# REQUEST
In the passage on justifiable homicide, restate the stretch from "Unless the party" through "State, 23 id. 33.", substituting "anticipation" for "precaution".

# GIVEN TEXT
>> BEGIN
When one without fault is attacked by another, under such circumstances as to furnish reasonable ground for apprehending a design to take away his life or do him some great bodily harm, and there is reasonable ground for believing the danger imminent that such design will be accomplished, the assailed may safely act upon the appearances and kill the assailant, if that be necessary to avoid the apprehended danger; and the killing will be justified, although it may afterwards turn out that the appearances were false, and that there was not in fact either design to do him serious injury, or danger that it would be done. Shorter v. People, 2 Comst. 197; People v. McLeod, 1 Hill 420; 1 Hawk.P.C., ch. 9, sec. 1, p. 79.
Two other cases decided in the same state have adopted the same rule of decision, and it appears to be well founded in reason
and justice. Patterson v. People, 46 Barb. 635; People v. Sullivan, 3 Seld. 400; State v. Sloan, 47 Mo. 612; Whart. on Homicide, 212; State v. Baker, 1 Jones (N.C.) 272; Com. v. Drum, 58 Penn.St. 9.
Unless the party has reasonable ground of apprehension at the time, the justification will fail, it being settled law that a bare fear, unaccompanied by any overt act indicative of the supposed intention, will not warrant the party entertaining such fears in killing the other party by way of precaution, if there be no actual danger at the time. 1 East P.C. 272; Ros.Crim.Ev. (7th Am. ed.) 768; State v. Scott, 4 Ired. 409; State v. Harris, 4 Jones 190; Dill v. State, 25 Ala. 15; Dyson v. State, 26 Miss. 362; Holmes v. State, 23 Ala. 24; Carroll v. State, 23 id. 33.
Two grounds are assumed in support of the proposition that the evidence of previous threats ought to have been admitted:
1. That it would have confirmed the other evidence introduced by the prisoner to prove that he committed the act of homicide in self-defense.
2. That it would have aided the jury in determining which of the parties fired the first shot.
Remarks already made are sufficient to show that a bare fear of danger to life, unaccompanied by any overt act or manifestation indicative of a felonious intent to that effect, will not justify the person entertaining such fears in killing the supposed assailant. Such a defense is not made out unless all the conditions of the proposition before explained concur in the immediate circumstances which attend the act of homicide.
>> END
An excerpt from a dataset
>> BEGIN
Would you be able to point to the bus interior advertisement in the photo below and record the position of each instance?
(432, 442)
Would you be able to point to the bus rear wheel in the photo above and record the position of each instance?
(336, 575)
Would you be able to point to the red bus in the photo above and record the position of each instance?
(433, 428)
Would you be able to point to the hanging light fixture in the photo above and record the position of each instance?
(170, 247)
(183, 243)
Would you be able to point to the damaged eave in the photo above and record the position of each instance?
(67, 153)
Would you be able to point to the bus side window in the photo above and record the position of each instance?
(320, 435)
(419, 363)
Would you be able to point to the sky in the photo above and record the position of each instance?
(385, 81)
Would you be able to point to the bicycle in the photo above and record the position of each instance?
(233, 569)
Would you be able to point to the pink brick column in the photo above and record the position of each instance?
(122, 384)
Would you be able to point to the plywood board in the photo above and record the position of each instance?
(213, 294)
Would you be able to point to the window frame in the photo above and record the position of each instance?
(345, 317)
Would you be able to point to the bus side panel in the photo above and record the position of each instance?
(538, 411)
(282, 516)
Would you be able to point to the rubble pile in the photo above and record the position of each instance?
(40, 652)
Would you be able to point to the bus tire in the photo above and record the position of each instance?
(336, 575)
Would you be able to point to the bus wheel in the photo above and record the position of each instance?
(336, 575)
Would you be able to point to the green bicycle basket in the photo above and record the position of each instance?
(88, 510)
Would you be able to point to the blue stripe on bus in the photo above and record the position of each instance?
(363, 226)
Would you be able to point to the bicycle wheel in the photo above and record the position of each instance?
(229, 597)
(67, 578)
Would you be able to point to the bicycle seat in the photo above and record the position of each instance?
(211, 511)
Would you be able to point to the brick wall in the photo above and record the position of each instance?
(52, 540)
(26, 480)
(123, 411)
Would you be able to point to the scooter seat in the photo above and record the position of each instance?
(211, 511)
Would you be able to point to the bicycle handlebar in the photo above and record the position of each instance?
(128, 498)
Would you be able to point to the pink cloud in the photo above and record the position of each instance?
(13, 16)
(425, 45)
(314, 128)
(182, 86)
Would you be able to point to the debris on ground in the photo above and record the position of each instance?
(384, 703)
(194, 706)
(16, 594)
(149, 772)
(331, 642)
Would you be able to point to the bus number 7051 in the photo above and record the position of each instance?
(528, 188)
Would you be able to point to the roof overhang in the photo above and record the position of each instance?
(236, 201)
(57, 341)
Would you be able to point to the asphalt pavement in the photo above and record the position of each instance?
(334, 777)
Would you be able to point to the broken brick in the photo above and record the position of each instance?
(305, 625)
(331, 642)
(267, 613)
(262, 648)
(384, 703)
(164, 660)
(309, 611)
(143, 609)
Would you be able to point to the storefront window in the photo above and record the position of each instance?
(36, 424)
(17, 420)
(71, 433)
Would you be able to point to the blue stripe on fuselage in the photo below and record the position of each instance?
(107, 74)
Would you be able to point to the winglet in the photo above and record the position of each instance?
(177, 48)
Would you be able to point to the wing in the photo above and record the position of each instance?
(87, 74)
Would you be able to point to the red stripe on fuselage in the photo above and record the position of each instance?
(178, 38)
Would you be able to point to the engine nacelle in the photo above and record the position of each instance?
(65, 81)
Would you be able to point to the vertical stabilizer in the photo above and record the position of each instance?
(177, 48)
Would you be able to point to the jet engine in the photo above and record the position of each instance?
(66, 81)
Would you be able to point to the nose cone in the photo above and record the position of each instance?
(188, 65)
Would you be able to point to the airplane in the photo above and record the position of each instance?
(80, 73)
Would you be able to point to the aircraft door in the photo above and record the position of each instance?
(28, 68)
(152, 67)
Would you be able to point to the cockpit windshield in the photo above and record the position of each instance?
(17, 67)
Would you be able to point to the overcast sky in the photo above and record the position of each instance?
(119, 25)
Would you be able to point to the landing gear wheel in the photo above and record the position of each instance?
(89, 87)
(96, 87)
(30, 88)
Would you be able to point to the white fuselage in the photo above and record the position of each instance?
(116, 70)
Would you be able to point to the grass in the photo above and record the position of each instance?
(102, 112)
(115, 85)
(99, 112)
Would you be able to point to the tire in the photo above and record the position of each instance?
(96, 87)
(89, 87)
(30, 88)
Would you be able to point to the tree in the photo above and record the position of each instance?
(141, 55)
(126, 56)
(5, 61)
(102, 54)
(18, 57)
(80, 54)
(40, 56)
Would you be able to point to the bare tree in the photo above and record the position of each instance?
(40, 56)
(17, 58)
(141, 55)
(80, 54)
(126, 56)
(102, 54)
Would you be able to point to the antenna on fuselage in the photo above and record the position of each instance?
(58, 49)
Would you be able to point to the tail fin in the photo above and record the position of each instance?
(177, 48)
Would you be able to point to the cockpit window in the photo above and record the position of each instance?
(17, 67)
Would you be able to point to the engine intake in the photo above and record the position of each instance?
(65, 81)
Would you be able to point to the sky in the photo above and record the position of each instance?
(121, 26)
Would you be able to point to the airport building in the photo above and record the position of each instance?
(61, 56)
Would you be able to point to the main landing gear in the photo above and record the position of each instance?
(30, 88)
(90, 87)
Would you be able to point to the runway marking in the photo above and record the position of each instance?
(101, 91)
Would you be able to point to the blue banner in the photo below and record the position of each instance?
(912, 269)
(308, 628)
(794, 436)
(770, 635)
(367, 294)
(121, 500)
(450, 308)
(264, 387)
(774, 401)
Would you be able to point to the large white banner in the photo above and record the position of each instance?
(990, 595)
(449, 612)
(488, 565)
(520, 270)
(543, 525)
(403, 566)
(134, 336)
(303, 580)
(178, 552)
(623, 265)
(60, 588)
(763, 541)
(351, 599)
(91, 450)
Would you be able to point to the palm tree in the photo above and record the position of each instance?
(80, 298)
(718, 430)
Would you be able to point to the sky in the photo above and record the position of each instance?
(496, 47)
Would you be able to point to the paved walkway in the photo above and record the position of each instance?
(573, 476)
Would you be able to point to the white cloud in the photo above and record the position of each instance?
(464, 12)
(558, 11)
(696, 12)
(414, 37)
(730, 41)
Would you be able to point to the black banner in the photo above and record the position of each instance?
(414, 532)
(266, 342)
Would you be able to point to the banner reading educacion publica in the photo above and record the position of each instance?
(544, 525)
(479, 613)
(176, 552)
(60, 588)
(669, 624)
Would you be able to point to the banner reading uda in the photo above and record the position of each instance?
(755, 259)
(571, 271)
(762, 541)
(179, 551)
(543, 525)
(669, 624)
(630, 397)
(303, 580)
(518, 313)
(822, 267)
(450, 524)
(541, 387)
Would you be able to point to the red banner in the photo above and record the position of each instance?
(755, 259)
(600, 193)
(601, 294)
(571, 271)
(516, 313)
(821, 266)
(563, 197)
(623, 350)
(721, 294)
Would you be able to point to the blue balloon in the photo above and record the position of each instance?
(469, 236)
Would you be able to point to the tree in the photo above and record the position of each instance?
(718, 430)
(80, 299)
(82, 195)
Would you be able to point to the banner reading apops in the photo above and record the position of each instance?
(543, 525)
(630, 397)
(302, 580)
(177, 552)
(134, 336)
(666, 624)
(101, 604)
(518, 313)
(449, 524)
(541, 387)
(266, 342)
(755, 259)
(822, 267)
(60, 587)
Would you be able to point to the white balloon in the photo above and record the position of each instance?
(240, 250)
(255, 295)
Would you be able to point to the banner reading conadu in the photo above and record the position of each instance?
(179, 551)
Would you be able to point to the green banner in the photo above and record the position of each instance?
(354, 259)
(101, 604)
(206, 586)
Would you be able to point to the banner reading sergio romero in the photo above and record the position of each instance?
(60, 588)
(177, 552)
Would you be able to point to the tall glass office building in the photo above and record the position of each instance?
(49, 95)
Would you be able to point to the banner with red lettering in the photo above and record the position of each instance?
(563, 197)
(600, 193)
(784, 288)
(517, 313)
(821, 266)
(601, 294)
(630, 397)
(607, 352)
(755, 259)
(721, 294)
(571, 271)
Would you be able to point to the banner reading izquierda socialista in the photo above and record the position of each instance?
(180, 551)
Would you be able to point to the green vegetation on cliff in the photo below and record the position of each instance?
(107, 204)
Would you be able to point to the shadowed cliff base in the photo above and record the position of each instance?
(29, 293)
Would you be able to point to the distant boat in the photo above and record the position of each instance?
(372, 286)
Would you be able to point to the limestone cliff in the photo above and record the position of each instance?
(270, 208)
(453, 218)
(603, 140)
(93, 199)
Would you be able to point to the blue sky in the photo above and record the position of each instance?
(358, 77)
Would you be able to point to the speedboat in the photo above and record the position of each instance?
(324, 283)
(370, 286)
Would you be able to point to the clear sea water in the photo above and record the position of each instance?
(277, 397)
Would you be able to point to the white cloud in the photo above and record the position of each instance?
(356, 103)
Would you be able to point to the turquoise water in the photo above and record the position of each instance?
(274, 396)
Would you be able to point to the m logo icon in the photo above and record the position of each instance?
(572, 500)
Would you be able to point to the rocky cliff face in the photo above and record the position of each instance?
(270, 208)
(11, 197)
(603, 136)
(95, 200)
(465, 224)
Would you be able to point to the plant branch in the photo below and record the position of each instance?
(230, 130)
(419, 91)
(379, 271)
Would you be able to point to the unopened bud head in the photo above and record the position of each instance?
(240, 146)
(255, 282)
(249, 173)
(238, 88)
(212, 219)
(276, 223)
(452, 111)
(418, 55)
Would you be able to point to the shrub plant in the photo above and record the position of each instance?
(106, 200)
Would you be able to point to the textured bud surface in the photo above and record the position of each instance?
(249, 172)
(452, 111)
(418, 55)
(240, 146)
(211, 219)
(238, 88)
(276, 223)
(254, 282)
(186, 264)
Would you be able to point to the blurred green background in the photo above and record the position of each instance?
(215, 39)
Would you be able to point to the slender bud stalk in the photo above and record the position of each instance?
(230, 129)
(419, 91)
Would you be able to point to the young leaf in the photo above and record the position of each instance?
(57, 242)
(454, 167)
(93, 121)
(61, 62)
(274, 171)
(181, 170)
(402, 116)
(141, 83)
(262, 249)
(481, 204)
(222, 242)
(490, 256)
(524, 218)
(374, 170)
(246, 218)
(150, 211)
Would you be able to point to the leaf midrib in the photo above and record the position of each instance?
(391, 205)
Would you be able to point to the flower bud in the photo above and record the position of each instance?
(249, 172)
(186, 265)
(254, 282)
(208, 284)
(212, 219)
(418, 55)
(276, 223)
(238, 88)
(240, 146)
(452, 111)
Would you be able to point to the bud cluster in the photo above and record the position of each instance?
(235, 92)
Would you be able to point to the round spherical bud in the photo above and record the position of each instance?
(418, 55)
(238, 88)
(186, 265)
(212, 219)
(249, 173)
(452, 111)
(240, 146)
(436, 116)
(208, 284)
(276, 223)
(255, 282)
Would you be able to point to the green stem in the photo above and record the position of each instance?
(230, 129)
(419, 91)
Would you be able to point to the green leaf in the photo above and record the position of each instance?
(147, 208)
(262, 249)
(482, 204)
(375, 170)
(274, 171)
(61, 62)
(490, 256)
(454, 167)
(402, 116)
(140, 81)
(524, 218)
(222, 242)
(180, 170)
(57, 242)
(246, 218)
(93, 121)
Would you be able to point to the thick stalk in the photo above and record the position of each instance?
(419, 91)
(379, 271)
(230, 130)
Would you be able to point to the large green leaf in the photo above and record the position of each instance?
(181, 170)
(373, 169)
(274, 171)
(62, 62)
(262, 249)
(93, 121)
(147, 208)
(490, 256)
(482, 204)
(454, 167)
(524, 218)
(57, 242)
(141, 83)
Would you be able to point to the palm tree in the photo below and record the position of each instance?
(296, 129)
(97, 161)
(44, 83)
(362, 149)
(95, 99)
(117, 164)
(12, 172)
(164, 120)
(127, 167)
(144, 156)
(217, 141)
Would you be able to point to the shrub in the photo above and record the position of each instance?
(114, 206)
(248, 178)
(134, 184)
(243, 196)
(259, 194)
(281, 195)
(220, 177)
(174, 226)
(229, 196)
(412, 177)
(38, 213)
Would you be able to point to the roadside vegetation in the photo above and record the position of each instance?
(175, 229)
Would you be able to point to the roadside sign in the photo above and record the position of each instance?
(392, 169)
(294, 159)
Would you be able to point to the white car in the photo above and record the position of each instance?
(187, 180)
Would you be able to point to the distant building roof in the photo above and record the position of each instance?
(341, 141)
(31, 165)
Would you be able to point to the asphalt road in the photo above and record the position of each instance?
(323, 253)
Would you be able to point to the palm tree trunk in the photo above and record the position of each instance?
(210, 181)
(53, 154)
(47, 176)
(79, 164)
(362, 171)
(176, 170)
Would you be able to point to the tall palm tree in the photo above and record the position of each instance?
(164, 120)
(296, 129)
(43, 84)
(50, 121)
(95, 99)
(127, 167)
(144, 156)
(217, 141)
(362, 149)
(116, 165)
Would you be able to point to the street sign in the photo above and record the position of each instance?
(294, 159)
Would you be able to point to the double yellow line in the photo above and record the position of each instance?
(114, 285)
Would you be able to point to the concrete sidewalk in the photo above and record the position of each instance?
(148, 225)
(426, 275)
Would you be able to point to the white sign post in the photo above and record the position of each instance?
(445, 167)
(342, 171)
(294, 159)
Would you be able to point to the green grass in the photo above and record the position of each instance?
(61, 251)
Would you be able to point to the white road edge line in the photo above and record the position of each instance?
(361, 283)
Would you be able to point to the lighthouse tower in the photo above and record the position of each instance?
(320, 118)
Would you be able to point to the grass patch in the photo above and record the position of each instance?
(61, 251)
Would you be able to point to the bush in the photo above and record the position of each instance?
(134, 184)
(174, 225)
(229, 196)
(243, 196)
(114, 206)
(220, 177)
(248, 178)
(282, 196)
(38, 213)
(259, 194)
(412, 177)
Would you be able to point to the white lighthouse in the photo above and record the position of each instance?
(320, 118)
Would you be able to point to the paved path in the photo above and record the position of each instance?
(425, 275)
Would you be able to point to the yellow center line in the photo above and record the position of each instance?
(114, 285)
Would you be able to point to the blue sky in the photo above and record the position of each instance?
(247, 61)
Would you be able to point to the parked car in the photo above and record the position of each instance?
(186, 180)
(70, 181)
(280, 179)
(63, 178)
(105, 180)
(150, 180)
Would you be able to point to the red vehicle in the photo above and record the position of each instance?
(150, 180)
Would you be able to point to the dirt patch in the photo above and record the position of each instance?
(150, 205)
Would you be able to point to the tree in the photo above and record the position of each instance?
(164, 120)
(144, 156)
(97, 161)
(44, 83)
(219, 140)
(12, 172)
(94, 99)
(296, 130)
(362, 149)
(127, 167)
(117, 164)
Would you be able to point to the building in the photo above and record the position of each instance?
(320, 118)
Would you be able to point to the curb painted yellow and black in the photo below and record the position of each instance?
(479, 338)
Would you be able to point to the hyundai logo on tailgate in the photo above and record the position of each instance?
>> END
# EXERCISE RESPONSE
Unless the party has reasonable ground of apprehension at the time, the justification will fail, it being settled law that a bare fear, unaccompanied by any overt act indicative of the supposed intention, will not warrant the party entertaining such fears in killing the other party by way of anticipation, if there be no actual danger at the time. 1 East P.C. 272; Ros.Crim.Ev. (7th Am. ed.) 768; State v. Scott, 4 Ired. 409; State v. Harris, 4 Jones 190; Dill v. State, 25 Ala. 15; Dyson v. State, 26 Miss. 362; Holmes v. State, 23 Ala. 24; Carroll v. State, 23 id. 33.